What you should do -
Word for word, repeat every record.

Data items
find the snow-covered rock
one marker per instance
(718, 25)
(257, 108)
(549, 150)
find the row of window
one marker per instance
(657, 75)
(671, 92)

Solution for this problem -
find the snow-covered rock
one marker per instance
(718, 25)
(257, 108)
(549, 150)
find the row of window
one marker per instance
(657, 75)
(671, 92)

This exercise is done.